[Point-per-instance localization data]
================================

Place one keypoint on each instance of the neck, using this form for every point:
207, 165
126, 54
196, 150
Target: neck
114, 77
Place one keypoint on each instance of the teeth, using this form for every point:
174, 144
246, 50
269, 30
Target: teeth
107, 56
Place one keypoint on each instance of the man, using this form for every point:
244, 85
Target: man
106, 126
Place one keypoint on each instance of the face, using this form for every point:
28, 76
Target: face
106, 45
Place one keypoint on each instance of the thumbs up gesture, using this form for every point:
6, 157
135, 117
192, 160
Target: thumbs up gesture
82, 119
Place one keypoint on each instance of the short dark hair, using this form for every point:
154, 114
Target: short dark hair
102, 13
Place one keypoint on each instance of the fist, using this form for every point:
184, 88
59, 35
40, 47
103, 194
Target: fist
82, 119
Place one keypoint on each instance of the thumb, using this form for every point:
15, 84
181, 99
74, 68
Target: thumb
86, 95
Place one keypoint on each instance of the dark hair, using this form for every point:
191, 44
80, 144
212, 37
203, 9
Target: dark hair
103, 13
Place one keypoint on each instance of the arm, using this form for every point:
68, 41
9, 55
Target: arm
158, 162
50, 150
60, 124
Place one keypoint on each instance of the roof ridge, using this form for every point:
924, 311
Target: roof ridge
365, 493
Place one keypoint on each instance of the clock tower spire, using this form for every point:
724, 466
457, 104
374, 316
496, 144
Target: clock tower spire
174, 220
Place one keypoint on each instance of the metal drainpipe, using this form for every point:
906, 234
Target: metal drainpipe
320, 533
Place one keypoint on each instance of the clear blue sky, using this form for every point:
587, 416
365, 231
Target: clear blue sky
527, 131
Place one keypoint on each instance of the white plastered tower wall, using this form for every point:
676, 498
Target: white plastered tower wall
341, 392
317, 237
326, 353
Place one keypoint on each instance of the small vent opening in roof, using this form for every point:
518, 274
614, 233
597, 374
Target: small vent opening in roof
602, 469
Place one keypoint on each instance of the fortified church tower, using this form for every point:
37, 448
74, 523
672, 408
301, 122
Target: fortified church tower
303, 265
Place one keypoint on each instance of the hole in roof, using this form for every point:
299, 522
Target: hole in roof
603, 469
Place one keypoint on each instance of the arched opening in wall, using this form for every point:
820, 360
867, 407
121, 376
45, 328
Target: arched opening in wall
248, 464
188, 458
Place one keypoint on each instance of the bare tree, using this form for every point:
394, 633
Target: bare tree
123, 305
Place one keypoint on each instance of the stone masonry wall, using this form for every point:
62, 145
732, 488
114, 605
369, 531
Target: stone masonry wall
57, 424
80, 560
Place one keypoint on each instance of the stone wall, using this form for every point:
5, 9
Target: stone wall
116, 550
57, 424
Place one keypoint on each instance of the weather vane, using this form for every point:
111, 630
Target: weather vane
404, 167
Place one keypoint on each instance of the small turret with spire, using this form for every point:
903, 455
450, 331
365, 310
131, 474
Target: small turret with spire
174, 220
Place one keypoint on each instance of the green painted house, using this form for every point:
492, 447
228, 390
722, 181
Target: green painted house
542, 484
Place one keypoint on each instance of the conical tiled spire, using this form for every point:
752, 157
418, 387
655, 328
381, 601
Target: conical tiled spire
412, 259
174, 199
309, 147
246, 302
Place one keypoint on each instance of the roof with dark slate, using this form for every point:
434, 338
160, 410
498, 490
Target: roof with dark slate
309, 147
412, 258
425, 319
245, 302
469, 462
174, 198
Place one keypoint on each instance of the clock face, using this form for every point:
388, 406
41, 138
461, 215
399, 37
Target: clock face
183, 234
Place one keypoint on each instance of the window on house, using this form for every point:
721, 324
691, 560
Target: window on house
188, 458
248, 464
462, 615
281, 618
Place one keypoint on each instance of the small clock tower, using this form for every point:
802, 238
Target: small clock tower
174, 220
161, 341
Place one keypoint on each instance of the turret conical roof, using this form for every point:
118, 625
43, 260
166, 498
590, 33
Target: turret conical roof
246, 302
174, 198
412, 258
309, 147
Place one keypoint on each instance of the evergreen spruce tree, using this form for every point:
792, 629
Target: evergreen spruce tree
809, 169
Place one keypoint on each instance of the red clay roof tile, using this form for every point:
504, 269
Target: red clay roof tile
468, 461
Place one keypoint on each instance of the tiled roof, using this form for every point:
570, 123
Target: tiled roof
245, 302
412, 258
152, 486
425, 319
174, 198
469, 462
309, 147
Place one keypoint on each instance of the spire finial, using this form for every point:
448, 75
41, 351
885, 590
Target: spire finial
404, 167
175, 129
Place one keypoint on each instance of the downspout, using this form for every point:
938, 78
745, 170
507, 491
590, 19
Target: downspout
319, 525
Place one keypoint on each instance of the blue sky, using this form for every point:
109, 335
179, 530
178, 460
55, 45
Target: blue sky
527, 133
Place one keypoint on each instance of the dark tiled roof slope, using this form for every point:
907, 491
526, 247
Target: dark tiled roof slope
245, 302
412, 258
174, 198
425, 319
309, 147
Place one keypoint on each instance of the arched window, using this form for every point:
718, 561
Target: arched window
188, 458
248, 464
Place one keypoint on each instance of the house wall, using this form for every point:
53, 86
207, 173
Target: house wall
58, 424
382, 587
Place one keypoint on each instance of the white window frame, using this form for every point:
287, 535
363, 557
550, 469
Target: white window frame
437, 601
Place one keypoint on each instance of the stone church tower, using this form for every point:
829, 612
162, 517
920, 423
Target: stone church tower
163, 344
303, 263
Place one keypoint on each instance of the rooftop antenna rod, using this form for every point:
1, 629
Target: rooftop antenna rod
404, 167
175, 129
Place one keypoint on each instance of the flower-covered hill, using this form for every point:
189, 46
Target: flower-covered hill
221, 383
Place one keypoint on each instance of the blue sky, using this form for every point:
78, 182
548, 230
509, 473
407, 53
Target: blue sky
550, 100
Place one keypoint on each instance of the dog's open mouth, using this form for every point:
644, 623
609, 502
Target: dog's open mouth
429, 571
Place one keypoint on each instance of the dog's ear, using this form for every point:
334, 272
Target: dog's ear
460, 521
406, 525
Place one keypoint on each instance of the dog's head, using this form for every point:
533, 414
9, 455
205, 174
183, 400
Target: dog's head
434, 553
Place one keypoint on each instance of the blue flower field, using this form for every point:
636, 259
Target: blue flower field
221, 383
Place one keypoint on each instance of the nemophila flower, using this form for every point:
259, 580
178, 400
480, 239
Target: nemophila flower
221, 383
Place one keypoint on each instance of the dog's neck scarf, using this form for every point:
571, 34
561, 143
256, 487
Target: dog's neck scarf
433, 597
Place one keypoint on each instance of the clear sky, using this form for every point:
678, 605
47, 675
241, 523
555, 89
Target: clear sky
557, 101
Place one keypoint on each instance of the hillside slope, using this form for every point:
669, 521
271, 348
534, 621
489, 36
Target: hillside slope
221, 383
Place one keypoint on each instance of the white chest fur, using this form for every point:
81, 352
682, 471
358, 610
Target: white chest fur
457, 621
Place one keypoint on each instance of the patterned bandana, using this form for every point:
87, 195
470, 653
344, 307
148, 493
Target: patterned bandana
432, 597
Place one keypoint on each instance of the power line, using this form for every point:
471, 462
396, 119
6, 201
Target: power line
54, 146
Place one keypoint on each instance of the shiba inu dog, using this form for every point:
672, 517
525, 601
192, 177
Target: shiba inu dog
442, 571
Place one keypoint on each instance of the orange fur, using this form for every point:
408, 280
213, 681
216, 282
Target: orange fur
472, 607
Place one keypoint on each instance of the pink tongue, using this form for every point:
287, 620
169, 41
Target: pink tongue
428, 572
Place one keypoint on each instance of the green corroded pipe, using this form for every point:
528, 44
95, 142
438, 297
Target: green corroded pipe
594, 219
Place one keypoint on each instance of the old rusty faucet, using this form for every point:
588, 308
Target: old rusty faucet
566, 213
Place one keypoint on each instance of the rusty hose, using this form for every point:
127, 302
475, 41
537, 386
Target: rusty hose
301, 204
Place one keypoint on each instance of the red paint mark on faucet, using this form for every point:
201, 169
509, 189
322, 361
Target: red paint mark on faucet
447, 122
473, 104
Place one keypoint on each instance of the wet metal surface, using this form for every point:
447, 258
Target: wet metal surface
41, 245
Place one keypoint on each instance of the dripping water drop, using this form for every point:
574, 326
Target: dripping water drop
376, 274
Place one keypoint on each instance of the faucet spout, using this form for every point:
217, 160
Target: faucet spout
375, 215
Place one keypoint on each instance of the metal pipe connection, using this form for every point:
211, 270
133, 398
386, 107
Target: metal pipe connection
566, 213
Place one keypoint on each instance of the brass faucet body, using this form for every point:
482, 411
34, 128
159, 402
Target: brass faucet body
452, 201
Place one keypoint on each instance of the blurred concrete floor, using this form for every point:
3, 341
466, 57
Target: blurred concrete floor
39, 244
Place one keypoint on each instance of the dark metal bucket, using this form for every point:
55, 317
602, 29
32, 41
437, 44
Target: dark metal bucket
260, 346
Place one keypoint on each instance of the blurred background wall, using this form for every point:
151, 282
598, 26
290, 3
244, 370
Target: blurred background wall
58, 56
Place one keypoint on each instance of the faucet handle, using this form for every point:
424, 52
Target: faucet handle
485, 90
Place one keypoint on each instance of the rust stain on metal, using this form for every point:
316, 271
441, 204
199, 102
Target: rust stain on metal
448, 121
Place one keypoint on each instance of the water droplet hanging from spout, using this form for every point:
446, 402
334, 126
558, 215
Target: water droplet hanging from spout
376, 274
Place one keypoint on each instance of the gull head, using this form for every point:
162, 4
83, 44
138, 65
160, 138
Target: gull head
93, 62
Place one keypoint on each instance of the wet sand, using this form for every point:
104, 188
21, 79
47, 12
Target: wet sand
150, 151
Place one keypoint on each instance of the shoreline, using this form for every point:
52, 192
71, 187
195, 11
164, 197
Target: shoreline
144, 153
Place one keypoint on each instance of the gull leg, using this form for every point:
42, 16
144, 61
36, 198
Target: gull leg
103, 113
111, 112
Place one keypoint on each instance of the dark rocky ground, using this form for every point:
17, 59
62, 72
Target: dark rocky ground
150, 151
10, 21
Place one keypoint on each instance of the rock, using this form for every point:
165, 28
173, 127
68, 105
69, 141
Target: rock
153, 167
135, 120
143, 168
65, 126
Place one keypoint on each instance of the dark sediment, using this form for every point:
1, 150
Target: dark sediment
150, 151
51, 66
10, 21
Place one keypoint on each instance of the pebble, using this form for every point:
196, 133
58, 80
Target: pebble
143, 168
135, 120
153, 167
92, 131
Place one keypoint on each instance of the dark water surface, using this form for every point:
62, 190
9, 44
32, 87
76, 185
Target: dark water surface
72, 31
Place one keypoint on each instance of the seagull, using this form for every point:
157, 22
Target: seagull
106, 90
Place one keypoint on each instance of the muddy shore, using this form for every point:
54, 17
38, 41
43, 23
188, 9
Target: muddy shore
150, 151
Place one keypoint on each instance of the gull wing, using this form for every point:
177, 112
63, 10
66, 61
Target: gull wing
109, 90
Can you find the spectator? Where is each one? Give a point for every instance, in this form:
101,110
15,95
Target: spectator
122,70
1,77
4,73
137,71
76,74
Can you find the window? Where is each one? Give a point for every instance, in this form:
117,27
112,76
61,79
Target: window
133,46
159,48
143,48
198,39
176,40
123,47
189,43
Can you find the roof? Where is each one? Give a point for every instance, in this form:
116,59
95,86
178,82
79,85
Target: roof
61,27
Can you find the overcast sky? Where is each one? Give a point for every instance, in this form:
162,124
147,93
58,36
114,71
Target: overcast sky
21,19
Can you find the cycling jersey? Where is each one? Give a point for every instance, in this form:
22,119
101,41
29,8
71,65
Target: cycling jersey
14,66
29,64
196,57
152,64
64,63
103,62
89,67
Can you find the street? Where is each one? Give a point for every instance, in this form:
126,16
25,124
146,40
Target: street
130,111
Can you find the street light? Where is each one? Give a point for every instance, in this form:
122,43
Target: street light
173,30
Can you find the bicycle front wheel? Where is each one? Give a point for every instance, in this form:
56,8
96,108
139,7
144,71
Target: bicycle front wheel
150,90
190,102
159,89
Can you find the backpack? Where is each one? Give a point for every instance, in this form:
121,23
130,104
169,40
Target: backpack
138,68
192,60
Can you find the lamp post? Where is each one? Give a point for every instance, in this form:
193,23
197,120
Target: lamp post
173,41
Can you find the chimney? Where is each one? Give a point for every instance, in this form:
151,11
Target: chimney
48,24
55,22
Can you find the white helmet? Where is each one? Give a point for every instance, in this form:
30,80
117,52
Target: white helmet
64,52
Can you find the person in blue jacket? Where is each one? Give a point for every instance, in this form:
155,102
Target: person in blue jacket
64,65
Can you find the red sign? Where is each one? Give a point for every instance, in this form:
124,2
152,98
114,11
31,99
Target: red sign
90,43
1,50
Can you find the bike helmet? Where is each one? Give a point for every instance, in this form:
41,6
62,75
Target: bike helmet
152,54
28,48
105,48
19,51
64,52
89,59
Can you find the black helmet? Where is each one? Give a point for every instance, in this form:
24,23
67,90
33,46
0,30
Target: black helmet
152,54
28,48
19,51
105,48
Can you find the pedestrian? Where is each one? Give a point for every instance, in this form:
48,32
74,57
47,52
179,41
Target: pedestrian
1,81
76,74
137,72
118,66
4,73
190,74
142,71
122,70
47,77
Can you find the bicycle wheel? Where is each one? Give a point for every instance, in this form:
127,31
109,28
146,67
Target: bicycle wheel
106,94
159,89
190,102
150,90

================================

• [What is required]:
Your answer must consist solely of the lines above between the line holding "Target: arm" and the line holding "Place one keypoint on each instance of the clock tower", inclusive, copied exactly.

• [Reply to the exercise]:
Target: arm
158, 162
50, 150
60, 124
Place one keypoint on each instance of the roof ridge, using this form for every point:
924, 311
Target: roof ridge
365, 493
Place one keypoint on each instance of the clock tower spire, using this form for every point:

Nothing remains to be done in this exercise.